TEXTE
»»
O. de Lagarde.- J'imagine que vous avez lu les journaux, comme nous. Les sondages qui donnent N. Sarkozy très nettement en tête. Vous êtes, du coup, très confiante ?
 
R.- Pour moi, une élection n'est complètement gagnée ou perdue, que lorsque le dernier bulletin est dépouillé. Et donc, bien sûr, avoir des sondages qui sont positifs, c'est une satisfaction, cela donne confiance, mais cela ne doit pas du tout conduire à relâcher l'attention et à relâcher l'action.
 
Q.- Mais vous sentez une dynamique quand même ou... ?
 
R.- Ce que je sens effectivement depuis le début de cette campagne, c'est une très forte mobilisation, cela s'est d'ailleurs traduit par la participation au premier tour. Ce que je note, c'est dans les meetings, j'ai pratiquement fait un meeting tous les soirs depuis maintenant six semaines, il y a toujours deux fois plus de monde que prévu. Ce que je note aussi, c'est dans les aéroports ou dans la rue, sur les marchés, comme j'y vais, des gens qui sont très ouverts, très souriants lorsque je me déplace. Je pense que cela c'est effectivement un signe.
 
Q.- Vous serez d'ailleurs en meeting ce soir en Corrèze, symboliquement une terre très chiraquienne.
 
R.- [...]
 
Q.- F. Bayrou, a pris la plume pour l'écrire solennellement dans Le Monde : il ne votera pas N. Sarkozy. Ne craignez-vous pas qu'il emmène avec lui ceux qui ont voté pour lui au premier tour ?
 
R.- Il y a une chose dont je suis convaincue et depuis longtemps, c'est que nul n'est propriétaire de ses voix. Et d'ailleurs, N. Sarkozy s'est adressé à tous les électeurs, nous ne nous adressons pas à des leaders de partis, nous nous adressons à l'ensemble des Français pour les convaincre que, avec N. Sarkozy, il y a effectivement des perspectives d'action, il y a la réponse à un certain nombre des inquiétudes des Français, face notamment à notre monde, qui est effectivement un monde de plus en plus dangereux. Un monde également, où il y a un certain nombre de risques, mais où nous avons des atouts, en France, considérables. Des atouts, qui peuvent nous permettre de profiter de ces perspectives. Alors, si vous voulez, F. Bayrou, de toute façon, avait laissé entendre ce qu'il voulait faire, il y a déjà plus d'une semaine. Aujourd'hui, il le répète, c'est son choix. C'est une voix et puis, il y a tous les autres.
 
Q.- Mais pour vous, il a franchi le Rubicon ?
 
R.- Ecoutez...
 
Q.- Sera-t-il possible de s'entendre à nouveau à l'UMP avec F. Bayrou ?
 
R.- Nous avons une attitude qui a toujours consisté à tendre la main, à dire : il y a une majorité présidentielle. Il y a déjà pas mal de temps que F. Bayrou, à titre personnel, a pris des positions. Par exemple, en ne votant pas le budget à l'Assemblée nationale. C'est-à-dire, qu'il s'est mis carrément dans une position d'opposition sur cet acte, qui est un acte essentiel. C'est le vote du budget chaque année qui, finalement, détermine qui est avec la majorité et qui est contre.
««
TRAVAIL DEMANDÉ
D'après l'entretien, depuis combien de temps la personne interrogée fait-elle pratiquement un meeting tous les soirs ? La liste qui suit n'a aucun rapport avec l'entretien.

ÉLÉMENTS
»»
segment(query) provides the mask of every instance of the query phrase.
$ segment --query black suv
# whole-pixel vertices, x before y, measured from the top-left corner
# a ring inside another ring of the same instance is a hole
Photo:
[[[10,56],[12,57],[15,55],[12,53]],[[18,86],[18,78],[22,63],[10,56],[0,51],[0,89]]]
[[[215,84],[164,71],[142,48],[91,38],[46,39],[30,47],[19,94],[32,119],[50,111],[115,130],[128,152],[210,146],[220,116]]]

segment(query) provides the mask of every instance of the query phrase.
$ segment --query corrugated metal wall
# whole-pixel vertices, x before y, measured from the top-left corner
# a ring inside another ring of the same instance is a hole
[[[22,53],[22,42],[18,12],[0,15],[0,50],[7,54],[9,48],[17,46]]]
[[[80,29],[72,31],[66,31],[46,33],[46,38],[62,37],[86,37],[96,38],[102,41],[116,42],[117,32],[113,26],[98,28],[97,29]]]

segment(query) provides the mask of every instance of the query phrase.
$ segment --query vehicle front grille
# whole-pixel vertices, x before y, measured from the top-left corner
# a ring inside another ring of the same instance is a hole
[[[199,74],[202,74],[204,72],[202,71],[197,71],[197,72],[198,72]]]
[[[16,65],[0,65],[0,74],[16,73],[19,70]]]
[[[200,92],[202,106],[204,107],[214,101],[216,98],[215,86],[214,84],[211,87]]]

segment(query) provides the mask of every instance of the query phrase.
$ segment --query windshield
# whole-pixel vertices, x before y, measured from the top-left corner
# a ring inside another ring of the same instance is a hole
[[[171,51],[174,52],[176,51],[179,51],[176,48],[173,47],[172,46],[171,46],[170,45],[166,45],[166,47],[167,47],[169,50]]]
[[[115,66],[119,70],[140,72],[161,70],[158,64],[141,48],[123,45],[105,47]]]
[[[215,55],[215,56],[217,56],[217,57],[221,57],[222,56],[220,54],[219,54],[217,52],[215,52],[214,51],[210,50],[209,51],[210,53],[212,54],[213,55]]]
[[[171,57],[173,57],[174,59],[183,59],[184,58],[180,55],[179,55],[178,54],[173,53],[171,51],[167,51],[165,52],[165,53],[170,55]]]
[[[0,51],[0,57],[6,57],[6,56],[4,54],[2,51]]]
««
EXERCICE CORRIGÉ
Depuis six semaines.